== Excerpted passage ==

The art of magic and the art of moviemaking both rely on audience manipulation. A couple of new films–The Illusionist and The Quiet–try to pull the wool over viewers’ eyes.

One is a Hollywoody romantic-thriller masquerading as art house cinema, while the other is a drama that revolves around issues of family dysfunction, sexual abuse, teenage anxiety and alienation. The central ruse involves guessing which film is better.

THE ILLUSIONIST, adapted from a Steven Millhauser tale and set in turn-of-the-20th-century Vienna, tells the tale of an esteemed magician named Eisenheim (Edward Norton), who falls in star-crossed love with Sophie (Jessica Biel), an ex-childhood sweetheart of higher social standing, now a duchess and fiancée of the supercilious Crown Prince Leopold (Rufus Sewell). Eisenheim’s popularity and truculence draw the ire of Leopold, who tries to shut down his production.

===
== Material for the task ==

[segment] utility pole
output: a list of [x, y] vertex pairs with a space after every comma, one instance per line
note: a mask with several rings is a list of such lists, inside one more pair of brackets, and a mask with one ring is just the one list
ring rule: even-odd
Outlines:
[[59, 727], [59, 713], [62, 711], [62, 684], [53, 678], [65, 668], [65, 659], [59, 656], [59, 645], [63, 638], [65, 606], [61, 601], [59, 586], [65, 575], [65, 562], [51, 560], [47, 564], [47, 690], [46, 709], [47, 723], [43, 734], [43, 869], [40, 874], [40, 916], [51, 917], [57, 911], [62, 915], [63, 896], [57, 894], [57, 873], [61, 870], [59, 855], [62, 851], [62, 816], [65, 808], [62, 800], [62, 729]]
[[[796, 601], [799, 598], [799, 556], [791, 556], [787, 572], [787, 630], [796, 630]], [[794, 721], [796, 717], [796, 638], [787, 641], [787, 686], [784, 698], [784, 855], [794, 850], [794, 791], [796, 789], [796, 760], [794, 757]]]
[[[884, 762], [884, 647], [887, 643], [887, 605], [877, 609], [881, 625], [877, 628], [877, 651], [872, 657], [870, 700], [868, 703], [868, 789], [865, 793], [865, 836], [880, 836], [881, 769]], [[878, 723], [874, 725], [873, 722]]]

===

◆ **What to do**
1 – From the film review, reproduce the passage from "The art of magic" to "down his production.".
2 – Rewrite the rows, from the first one to the row containing "800], [62, 729]]", as a Markdown table with the columns Num and Content, skipping any blank lines.

◆ **Final answers**
1 –
The art of magic and the art of moviemaking both rely on audience manipulation. A couple of new films–The Illusionist and The Quiet–try to pull the wool over viewers’ eyes.

One is a Hollywoody romantic-thriller masquerading as art house cinema, while the other is a drama that revolves around issues of family dysfunction, sexual abuse, teenage anxiety and alienation. The central ruse involves guessing which film is better.

THE ILLUSIONIST, adapted from a Steven Millhauser tale and set in turn-of-the-20th-century Vienna, tells the tale of an esteemed magician named Eisenheim (Edward Norton), who falls in star-crossed love with Sophie (Jessica Biel), an ex-childhood sweetheart of higher social standing, now a duchess and fiancée of the supercilious Crown Prince Leopold (Rufus Sewell). Eisenheim’s popularity and truculence draw the ire of Leopold, who tries to shut down his production.

2 –
| Num | Content |
|---|---|
| 1 | [segment] utility pole |
| 2 | output: a list of [x, y] vertex pairs with a space after every comma, one instance per line |
| 3 | note: a mask with several rings is a list of such lists, inside one more pair of brackets, and a mask with one ring is just the one list |
| 4 | ring rule: even-odd |
| 5 | Outlines: |
| 6 | [[59, 727], [59, 713], [62, 711], [62, 684], [53, 678], [65, 668], [65, 659], [59, 656], [59, 645], [63, 638], [65, 606], [61, 601], [59, 586], [65, 575], [65, 562], [51, 560], [47, 564], [47, 690], [46, 709], [47, 723], [43, 734], [43, 869], [40, 874], [40, 916], [51, 917], [57, 911], [62, 915], [63, 896], [57, 894], [57, 873], [61, 870], [59, 855], [62, 851], [62, 816], [65, 808], [62, 800], [62, 729]] |